**WHAT THIS TASK INVOLVES**
In the records below, locate the line containing "stalk. Keep to one point per instance."; output that line and every following line through the last, exactly.

[Records from a dataset]
+ + + + +
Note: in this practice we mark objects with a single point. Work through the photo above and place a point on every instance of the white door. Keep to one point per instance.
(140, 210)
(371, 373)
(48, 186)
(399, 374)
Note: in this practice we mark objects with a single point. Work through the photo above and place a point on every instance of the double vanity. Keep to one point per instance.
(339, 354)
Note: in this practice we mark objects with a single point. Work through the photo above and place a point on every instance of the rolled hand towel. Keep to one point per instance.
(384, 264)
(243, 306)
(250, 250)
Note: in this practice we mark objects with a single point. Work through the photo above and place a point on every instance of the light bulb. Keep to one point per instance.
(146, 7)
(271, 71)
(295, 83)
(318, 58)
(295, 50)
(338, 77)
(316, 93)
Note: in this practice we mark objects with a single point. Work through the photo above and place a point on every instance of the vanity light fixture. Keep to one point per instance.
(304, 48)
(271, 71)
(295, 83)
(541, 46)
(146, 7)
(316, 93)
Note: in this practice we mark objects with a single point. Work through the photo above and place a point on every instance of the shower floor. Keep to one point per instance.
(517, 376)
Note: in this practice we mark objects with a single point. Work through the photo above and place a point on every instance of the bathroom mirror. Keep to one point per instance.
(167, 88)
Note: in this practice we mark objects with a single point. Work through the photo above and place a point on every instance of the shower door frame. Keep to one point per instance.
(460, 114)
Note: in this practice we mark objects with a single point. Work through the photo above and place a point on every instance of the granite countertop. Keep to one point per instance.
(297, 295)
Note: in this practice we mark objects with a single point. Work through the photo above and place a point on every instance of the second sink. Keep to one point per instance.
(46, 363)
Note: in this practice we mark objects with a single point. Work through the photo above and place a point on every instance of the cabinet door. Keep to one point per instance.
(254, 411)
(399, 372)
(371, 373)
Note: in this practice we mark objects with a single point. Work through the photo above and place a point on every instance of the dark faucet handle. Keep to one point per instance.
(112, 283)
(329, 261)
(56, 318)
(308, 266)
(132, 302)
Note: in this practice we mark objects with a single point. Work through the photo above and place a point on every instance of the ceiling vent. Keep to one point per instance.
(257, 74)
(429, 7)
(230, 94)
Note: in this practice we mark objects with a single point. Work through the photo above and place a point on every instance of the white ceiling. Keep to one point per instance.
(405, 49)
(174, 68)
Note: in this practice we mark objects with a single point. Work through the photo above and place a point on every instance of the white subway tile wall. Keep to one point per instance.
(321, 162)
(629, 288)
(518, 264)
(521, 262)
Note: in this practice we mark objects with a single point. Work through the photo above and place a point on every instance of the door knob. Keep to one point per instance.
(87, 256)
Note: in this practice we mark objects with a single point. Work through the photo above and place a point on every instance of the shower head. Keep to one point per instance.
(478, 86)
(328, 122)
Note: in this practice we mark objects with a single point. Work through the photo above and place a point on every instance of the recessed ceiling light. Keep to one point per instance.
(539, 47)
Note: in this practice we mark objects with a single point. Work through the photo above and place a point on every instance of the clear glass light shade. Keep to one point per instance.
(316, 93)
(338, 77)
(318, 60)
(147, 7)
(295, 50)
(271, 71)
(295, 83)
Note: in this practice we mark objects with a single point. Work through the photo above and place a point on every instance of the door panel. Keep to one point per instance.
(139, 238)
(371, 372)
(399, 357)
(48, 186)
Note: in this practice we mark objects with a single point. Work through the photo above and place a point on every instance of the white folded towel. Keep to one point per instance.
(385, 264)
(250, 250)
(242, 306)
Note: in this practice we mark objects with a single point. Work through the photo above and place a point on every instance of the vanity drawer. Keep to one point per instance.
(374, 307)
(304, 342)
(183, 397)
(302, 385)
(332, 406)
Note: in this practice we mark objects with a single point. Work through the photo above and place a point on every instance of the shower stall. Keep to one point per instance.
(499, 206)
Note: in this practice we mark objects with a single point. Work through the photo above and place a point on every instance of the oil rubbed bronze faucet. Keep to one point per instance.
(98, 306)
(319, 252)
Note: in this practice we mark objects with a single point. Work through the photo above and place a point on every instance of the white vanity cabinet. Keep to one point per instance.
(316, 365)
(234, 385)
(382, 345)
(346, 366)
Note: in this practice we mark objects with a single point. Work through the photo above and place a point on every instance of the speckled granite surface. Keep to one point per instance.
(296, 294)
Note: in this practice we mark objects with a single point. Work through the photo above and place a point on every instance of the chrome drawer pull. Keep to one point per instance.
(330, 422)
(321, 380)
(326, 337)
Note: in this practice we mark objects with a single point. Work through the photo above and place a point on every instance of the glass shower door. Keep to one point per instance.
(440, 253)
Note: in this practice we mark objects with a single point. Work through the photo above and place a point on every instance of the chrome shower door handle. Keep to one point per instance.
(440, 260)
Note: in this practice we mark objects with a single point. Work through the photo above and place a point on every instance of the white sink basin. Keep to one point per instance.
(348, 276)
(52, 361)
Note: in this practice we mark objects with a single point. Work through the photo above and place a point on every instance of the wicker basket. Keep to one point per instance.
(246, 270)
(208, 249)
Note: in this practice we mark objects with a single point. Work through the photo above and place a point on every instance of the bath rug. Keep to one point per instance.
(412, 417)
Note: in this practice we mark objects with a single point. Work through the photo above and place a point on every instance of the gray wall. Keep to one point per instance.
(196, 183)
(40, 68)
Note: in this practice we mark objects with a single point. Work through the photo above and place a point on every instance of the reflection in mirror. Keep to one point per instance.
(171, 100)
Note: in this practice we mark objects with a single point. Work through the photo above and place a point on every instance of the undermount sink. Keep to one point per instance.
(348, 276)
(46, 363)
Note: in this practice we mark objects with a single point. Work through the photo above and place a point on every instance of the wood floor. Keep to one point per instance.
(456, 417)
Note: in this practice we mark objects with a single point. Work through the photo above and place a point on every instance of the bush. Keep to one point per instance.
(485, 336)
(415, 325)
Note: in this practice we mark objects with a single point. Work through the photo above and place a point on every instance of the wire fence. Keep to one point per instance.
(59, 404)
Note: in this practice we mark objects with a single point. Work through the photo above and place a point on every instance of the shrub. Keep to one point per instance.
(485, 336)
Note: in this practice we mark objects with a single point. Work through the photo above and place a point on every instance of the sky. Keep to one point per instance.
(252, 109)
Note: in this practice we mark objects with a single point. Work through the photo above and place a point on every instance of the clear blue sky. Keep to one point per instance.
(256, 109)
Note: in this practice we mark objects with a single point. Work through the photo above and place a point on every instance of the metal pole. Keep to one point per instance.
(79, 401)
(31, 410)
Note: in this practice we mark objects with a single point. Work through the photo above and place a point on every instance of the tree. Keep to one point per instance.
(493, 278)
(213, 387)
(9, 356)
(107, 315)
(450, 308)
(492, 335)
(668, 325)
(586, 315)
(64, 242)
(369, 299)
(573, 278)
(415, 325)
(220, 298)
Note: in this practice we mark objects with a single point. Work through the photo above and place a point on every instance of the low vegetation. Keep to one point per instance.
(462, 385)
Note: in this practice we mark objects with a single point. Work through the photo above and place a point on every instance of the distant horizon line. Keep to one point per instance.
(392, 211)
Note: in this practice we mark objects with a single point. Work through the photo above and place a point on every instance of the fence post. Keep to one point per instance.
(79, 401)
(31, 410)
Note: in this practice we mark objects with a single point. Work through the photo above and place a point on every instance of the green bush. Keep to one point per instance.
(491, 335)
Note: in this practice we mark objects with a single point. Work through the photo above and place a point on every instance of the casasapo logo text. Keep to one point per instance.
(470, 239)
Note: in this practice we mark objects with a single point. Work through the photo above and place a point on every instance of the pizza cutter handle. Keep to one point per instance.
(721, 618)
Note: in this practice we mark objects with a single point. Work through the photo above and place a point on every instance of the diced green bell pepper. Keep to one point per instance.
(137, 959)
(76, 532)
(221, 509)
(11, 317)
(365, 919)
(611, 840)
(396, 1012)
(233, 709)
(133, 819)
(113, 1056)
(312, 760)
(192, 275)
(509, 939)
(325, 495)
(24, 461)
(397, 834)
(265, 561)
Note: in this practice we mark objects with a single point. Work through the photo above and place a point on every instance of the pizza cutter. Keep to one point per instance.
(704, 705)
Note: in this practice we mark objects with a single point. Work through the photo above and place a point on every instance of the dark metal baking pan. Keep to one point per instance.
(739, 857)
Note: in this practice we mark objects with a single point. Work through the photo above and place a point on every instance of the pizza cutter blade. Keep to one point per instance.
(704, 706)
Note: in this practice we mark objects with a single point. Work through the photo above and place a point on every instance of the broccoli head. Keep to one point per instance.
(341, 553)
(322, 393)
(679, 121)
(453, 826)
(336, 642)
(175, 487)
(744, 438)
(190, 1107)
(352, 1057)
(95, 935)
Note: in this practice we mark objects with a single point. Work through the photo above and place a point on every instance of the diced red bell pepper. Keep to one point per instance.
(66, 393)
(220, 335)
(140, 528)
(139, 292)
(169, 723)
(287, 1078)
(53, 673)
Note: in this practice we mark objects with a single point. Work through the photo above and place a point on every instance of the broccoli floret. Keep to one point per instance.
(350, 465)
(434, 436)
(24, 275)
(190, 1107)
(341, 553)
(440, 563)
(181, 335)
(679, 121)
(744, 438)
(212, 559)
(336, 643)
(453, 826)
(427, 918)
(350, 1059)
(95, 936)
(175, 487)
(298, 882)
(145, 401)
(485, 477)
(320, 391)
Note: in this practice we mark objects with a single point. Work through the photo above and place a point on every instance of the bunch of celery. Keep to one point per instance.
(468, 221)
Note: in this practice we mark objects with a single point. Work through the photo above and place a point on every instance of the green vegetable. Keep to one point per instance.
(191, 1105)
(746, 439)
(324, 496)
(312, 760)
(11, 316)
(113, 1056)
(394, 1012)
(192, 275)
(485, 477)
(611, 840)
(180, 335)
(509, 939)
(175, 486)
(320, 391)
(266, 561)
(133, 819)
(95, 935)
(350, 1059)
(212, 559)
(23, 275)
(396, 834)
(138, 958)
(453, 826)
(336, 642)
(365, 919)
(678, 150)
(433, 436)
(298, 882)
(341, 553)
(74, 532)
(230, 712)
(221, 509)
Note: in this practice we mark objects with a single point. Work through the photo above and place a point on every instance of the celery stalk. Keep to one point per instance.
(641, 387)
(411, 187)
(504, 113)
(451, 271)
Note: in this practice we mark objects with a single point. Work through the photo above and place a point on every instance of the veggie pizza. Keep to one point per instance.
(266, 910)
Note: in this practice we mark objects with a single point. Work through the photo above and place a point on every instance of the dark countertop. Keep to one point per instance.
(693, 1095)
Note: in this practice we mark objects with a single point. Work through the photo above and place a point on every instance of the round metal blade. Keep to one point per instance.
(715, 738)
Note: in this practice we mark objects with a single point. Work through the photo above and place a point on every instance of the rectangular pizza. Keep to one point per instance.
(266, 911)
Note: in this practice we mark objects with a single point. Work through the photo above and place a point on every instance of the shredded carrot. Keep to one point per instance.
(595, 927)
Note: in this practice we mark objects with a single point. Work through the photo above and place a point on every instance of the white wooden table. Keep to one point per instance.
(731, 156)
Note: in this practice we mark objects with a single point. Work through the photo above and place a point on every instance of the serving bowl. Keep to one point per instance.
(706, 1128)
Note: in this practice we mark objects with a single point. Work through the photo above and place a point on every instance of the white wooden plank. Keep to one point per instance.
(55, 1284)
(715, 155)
+ + + + +
**SOLUTION TO THIS TASK**
Note: in this practice we mark objects with a single point. Work through the photo above and place a point on every instance of the celery stalk. Keep to one point per instance.
(641, 387)
(411, 187)
(504, 113)
(451, 271)
Note: in this practice we mark objects with a single point. Work through the photo above and place a point on every instance of the veggie pizza. Keep to one point per instance.
(266, 910)
Note: in this practice we mark objects with a single point. Work through the photo above and place a point on every instance of the dark countertop. Keep to one point per instance.
(693, 1095)
Note: in this practice we mark objects with a single point. Work through the photo above and place a point on every instance of the round metal blade. Keep to one point per instance.
(715, 738)
Note: in this practice we mark objects with a single point. Work through the photo above and place a point on every instance of the rectangular pizza. Keep to one point per instance.
(266, 911)
Note: in this practice we mark objects with a single point. Work through the photo above and place a point on every instance of the shredded carrot. Keep to one point per instance.
(595, 927)
Note: in this practice we mark objects with a single point. Work through the photo above and place a point on every instance of the white wooden table. Keep to one point per instance.
(731, 156)
Note: in this practice we mark objects with a single point. Work through the photo above and place a point on every instance of the serving bowl. Keep to one point per instance.
(706, 1128)
Note: in this practice we mark objects with a single point. Work through the photo above and place a point on every instance of the white wooden plank. Keep to one point per instance.
(55, 1284)
(715, 155)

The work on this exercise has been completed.